### What is being asked
The task calls for each record to be given again exactly.

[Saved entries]
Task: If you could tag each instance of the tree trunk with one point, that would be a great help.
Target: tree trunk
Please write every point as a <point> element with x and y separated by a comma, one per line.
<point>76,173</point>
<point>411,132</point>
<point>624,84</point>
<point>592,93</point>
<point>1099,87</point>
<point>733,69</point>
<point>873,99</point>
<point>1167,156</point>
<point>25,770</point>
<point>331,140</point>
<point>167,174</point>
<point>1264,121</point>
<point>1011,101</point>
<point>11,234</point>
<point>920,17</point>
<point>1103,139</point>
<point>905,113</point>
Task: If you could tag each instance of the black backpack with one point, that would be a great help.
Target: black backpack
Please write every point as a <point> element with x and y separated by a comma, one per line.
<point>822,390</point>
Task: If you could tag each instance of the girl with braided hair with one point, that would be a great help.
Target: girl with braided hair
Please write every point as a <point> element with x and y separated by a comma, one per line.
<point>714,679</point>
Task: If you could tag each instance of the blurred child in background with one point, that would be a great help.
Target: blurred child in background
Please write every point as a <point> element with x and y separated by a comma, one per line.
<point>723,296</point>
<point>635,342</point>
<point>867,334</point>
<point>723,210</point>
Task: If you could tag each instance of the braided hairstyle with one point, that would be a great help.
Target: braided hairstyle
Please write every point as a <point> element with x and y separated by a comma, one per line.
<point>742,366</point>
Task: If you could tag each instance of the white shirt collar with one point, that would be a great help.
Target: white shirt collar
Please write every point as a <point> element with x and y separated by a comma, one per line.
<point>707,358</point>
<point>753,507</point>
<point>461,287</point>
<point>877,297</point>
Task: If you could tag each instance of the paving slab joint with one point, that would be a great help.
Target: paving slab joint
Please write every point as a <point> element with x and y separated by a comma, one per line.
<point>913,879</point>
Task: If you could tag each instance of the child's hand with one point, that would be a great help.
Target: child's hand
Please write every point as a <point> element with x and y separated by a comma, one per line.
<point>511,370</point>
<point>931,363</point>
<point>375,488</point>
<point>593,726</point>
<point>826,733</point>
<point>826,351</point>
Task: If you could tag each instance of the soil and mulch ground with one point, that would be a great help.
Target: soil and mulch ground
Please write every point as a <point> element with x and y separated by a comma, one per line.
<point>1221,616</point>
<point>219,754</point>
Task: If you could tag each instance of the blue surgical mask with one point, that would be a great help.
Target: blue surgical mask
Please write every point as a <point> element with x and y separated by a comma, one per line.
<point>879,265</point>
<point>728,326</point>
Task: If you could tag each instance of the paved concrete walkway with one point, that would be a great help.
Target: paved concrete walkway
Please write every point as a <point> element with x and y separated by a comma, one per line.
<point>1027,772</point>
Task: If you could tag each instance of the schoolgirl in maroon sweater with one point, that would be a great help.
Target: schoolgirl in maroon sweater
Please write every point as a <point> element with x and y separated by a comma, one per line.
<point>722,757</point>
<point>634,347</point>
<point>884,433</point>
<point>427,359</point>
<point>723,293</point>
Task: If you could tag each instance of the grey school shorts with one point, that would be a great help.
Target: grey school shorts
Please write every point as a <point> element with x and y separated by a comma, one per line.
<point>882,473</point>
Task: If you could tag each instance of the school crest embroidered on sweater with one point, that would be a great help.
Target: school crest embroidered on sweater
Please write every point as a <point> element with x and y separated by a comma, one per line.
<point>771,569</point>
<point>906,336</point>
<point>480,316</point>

### Exercise output
Task: If you could tag each instance of the tree trunk with one point, that would be a great help.
Target: tree trunk
Please write every point as a <point> element with x and y separated by a comma, one per line.
<point>76,173</point>
<point>411,132</point>
<point>624,84</point>
<point>592,93</point>
<point>1099,87</point>
<point>733,69</point>
<point>873,99</point>
<point>1167,156</point>
<point>25,770</point>
<point>331,140</point>
<point>167,174</point>
<point>1264,121</point>
<point>1011,101</point>
<point>11,234</point>
<point>920,17</point>
<point>1103,139</point>
<point>905,113</point>
Task: If you could tag each instance of the black backpack with one point, that would be a great help.
Target: black backpack
Please write every point as a <point> element with x and y separated by a comma, one per line.
<point>822,390</point>
Task: If you could tag each instance of the girl with braided hair with one point, that would be a great help.
Target: girl with braided hair
Please write every point as a <point> element with x and y separated by a comma, one per line.
<point>714,679</point>
Task: If you could tag each instance of the blurred child in background with one point, that would be a great help.
Target: blurred child in background
Please write every point as a <point> element with x and y separated by a comma, one per line.
<point>723,296</point>
<point>635,342</point>
<point>867,334</point>
<point>723,210</point>
Task: If you could tag each instance of the braided hairstyle with one point, that would be a great help.
Target: braided hairstyle
Please write every point as a <point> element with x and y separated by a comma, one per line.
<point>742,366</point>
Task: If you could tag each instance of the white shirt collar with one point, that would be a great help.
Target: white shirt collar
Please write every point as a <point> element with x and y separated by a comma, one per line.
<point>707,358</point>
<point>753,507</point>
<point>461,287</point>
<point>877,297</point>
Task: If you could tag each instance of the paving slab joint with one point, that would be a great help.
Target: paving slab joint
Please write every point as a <point> element with x and y separated by a comma, one per line.
<point>913,879</point>
Task: If you could tag each instance of the child's hand with one point, that would be a great help.
Target: child's hand
Please write every point as a <point> element with x and y separated by a comma, one per line.
<point>511,370</point>
<point>931,363</point>
<point>375,488</point>
<point>593,726</point>
<point>826,733</point>
<point>826,351</point>
Task: If you could tag each instance of the soil and mulch ground with one point, that would be a great help.
Target: soil and mulch ground
Please write every point as a <point> element with x and y separated by a comma, one per line.
<point>1221,616</point>
<point>219,754</point>
Task: If you could tag each instance of the blue surgical mask with one point, that would be a great help.
Target: blue surgical mask
Please write every point as a <point> element with x and y separated by a comma, one per line.
<point>879,265</point>
<point>728,326</point>
Task: If you could tag each instance of the paved concrete walkway with one point, that would be a great help.
Target: paved concrete walkway
Please write every point as a <point> element with x and y separated by a comma, one per line.
<point>1027,772</point>
Task: If you could tag each instance of the schoolgirl in maroon sweater with one point, that would be a great help.
Target: schoolgirl in maroon sweater
Please write every point as a <point> element with x and y separated by a comma, one per line.
<point>722,757</point>
<point>634,347</point>
<point>884,433</point>
<point>427,359</point>
<point>723,293</point>
Task: If you could tag each instance of the grey school shorts with one point, that would be a great help.
Target: grey school shorts
Please write every point as a <point> element with x and y separated by a comma, one per line.
<point>882,473</point>
Task: If you could tag each instance of the school crest embroidered on sweater with one point, that would be a great help.
Target: school crest embroidered on sweater
Please write every point as a <point> element with x and y separated by a comma, one per line.
<point>771,569</point>
<point>906,336</point>
<point>480,316</point>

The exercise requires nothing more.